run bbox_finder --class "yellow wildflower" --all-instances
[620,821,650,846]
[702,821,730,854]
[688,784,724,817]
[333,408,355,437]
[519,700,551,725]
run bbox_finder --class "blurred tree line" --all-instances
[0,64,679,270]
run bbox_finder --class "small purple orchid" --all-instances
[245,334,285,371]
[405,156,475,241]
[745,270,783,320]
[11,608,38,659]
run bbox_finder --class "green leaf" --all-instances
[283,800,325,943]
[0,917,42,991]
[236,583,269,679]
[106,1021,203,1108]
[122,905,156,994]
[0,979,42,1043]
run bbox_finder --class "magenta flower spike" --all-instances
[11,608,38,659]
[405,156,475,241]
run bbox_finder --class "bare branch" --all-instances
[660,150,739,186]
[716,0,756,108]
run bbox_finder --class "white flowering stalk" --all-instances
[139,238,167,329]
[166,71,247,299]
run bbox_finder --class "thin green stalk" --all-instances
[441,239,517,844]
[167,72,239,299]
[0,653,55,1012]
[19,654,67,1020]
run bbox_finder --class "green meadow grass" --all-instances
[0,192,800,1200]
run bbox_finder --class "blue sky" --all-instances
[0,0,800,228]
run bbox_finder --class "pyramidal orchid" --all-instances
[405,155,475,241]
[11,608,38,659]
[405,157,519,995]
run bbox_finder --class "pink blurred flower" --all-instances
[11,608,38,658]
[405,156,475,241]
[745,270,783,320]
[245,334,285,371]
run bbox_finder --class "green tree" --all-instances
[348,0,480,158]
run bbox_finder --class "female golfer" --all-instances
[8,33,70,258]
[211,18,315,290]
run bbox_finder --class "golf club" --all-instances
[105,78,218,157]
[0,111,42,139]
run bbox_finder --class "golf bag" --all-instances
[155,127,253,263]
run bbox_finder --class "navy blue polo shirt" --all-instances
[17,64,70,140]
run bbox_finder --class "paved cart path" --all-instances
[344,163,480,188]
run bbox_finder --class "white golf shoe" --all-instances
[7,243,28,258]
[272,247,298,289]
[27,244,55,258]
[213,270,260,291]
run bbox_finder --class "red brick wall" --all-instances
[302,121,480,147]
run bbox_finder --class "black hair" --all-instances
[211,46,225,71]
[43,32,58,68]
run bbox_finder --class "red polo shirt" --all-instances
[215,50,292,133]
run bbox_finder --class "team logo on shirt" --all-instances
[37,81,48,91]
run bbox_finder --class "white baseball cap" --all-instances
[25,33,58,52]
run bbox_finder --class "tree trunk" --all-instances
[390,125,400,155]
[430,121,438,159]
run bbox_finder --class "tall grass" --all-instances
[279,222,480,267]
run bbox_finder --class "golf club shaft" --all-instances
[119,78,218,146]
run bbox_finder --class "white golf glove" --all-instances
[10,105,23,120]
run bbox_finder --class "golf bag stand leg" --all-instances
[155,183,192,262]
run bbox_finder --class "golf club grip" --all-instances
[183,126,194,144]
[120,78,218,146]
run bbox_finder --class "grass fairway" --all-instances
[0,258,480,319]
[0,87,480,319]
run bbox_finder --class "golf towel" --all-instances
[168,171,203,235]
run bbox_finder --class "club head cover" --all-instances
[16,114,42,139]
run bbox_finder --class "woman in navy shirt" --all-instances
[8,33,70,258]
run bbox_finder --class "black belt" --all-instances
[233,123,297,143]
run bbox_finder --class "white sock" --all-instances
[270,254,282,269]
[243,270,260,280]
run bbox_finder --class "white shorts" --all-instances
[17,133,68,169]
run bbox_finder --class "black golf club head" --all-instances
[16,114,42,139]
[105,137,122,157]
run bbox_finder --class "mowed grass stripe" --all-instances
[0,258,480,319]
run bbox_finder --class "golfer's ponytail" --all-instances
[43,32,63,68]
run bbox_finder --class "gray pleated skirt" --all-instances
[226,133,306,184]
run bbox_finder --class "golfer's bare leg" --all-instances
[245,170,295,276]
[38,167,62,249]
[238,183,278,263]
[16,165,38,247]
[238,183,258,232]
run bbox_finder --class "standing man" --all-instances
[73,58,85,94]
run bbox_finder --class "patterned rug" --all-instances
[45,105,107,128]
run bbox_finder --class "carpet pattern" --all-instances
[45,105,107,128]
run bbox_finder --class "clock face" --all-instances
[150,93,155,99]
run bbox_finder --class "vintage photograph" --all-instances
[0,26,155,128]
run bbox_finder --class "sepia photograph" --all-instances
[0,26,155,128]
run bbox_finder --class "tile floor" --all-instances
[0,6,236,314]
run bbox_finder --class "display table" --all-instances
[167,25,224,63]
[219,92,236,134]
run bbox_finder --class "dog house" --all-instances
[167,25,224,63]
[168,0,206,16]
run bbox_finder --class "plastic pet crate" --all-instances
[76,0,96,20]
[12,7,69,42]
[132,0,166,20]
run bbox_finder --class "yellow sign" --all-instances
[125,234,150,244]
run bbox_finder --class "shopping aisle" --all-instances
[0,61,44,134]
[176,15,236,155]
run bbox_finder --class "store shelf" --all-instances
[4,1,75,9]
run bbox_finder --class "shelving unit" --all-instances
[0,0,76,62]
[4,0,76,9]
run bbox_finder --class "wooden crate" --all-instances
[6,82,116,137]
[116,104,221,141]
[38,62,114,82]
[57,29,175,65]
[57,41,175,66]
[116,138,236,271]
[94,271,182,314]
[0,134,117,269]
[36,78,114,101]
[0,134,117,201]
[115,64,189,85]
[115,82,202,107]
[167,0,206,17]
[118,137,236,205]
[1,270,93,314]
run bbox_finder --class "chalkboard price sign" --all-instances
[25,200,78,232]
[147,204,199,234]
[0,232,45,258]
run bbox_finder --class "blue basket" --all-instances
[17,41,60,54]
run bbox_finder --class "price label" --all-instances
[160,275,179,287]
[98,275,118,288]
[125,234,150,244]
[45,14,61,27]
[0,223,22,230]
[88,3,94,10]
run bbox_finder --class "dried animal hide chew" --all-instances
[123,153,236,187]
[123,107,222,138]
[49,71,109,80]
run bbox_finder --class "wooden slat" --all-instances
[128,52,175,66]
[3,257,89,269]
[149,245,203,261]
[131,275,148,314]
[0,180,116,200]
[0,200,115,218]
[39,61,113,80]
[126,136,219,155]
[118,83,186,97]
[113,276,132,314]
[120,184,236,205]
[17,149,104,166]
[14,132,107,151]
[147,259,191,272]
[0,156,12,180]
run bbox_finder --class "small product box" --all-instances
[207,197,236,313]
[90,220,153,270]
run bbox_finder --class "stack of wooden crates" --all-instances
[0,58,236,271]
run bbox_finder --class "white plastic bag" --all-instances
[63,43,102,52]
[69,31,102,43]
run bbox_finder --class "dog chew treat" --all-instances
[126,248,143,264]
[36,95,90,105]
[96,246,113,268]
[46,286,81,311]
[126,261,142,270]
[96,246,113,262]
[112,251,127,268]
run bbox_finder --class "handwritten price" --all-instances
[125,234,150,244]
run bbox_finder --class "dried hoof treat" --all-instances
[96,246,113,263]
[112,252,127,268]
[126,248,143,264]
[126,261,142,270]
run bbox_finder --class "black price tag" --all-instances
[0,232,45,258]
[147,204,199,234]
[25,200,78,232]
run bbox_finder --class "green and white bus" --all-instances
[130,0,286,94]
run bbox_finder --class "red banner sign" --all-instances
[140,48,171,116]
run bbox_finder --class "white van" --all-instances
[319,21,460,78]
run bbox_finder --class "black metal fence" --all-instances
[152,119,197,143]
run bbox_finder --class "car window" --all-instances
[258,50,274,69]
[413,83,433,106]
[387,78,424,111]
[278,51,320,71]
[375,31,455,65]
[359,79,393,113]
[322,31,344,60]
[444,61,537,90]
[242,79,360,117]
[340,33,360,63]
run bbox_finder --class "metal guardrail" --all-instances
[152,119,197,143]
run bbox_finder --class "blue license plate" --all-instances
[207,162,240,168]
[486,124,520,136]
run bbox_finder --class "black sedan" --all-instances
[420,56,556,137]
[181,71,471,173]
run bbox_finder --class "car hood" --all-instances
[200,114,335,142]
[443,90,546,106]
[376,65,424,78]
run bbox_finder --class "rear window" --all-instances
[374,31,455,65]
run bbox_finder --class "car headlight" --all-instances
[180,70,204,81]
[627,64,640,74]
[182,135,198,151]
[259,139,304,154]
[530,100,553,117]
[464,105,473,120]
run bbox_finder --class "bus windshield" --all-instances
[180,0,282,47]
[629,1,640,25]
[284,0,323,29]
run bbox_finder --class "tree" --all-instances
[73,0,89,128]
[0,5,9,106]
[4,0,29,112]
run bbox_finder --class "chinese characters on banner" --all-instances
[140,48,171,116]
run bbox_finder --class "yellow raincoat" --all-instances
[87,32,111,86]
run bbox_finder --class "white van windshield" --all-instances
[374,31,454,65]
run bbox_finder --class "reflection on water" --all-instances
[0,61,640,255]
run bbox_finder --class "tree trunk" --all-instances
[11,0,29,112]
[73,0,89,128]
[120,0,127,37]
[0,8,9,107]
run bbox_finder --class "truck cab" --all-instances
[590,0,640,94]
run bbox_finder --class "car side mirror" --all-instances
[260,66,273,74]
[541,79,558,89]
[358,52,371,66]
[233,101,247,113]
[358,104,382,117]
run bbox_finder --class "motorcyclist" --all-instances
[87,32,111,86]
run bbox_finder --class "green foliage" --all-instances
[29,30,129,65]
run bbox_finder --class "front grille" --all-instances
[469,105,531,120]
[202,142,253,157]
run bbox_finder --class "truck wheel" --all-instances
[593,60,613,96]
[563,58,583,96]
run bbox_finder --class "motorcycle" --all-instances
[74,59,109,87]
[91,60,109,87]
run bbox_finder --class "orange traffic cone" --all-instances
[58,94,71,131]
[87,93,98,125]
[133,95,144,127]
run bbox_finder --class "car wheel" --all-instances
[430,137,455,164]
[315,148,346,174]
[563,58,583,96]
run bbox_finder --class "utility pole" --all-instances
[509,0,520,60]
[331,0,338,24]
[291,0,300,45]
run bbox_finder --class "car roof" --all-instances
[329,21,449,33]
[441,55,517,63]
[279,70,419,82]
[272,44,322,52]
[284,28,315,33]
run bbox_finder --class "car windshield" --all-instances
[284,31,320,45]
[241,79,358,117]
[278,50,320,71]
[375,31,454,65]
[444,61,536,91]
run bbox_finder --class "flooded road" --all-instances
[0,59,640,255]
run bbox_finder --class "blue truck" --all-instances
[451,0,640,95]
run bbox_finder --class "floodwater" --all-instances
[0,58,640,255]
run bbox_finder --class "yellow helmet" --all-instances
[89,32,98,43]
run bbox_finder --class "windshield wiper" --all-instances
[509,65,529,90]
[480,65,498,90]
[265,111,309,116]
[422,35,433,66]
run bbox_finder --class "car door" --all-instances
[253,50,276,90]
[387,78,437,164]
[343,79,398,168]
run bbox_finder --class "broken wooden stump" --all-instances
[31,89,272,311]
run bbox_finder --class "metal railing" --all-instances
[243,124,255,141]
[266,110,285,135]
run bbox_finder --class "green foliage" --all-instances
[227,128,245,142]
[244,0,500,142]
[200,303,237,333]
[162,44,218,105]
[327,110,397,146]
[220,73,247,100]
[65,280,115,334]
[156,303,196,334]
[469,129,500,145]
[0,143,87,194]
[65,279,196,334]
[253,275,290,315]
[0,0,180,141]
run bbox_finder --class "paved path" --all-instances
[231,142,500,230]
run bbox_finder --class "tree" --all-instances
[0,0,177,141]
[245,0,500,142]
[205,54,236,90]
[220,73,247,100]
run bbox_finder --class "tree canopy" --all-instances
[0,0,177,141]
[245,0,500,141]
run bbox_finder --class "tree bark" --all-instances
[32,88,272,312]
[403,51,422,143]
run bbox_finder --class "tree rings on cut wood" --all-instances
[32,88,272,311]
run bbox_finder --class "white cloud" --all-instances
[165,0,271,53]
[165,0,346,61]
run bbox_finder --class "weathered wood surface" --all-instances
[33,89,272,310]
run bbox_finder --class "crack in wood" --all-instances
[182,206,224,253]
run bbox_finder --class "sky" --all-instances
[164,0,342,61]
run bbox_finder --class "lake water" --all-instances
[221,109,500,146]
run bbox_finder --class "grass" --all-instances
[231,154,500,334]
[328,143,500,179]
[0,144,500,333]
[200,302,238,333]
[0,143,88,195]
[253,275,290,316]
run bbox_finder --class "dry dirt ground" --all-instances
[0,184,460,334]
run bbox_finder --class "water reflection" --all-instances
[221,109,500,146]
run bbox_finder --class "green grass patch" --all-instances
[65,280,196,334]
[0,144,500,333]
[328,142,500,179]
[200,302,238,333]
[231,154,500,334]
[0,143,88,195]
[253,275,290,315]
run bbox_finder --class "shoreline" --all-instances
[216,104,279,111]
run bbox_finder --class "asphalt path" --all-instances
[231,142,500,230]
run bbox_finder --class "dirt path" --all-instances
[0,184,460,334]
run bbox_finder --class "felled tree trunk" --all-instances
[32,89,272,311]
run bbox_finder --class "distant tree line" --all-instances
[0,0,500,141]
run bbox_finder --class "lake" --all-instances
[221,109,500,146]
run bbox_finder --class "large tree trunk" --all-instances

····················

What you are asked to do
Rewrite every line from the first line of the data through the line containing "[166,71,247,299]", inclusive, as a JSON list of strings with one string per line and no blank lines.

Problem solution
[
  "run bbox_finder --class \"yellow wildflower\" --all-instances",
  "[620,821,650,846]",
  "[702,821,730,854]",
  "[688,784,724,817]",
  "[333,408,355,437]",
  "[519,700,551,725]",
  "run bbox_finder --class \"blurred tree line\" --all-instances",
  "[0,64,679,270]",
  "run bbox_finder --class \"small purple orchid\" --all-instances",
  "[245,334,285,371]",
  "[405,156,475,241]",
  "[745,270,783,320]",
  "[11,608,38,659]",
  "run bbox_finder --class \"green leaf\" --all-instances",
  "[283,800,325,943]",
  "[0,917,42,991]",
  "[236,583,269,679]",
  "[106,1021,203,1108]",
  "[122,905,156,994]",
  "[0,979,42,1043]",
  "run bbox_finder --class \"magenta flower spike\" --all-instances",
  "[11,608,38,659]",
  "[405,156,475,241]",
  "run bbox_finder --class \"bare branch\" --all-instances",
  "[660,150,739,186]",
  "[716,0,756,108]",
  "run bbox_finder --class \"white flowering stalk\" --all-instances",
  "[139,238,167,329]",
  "[166,71,247,299]"
]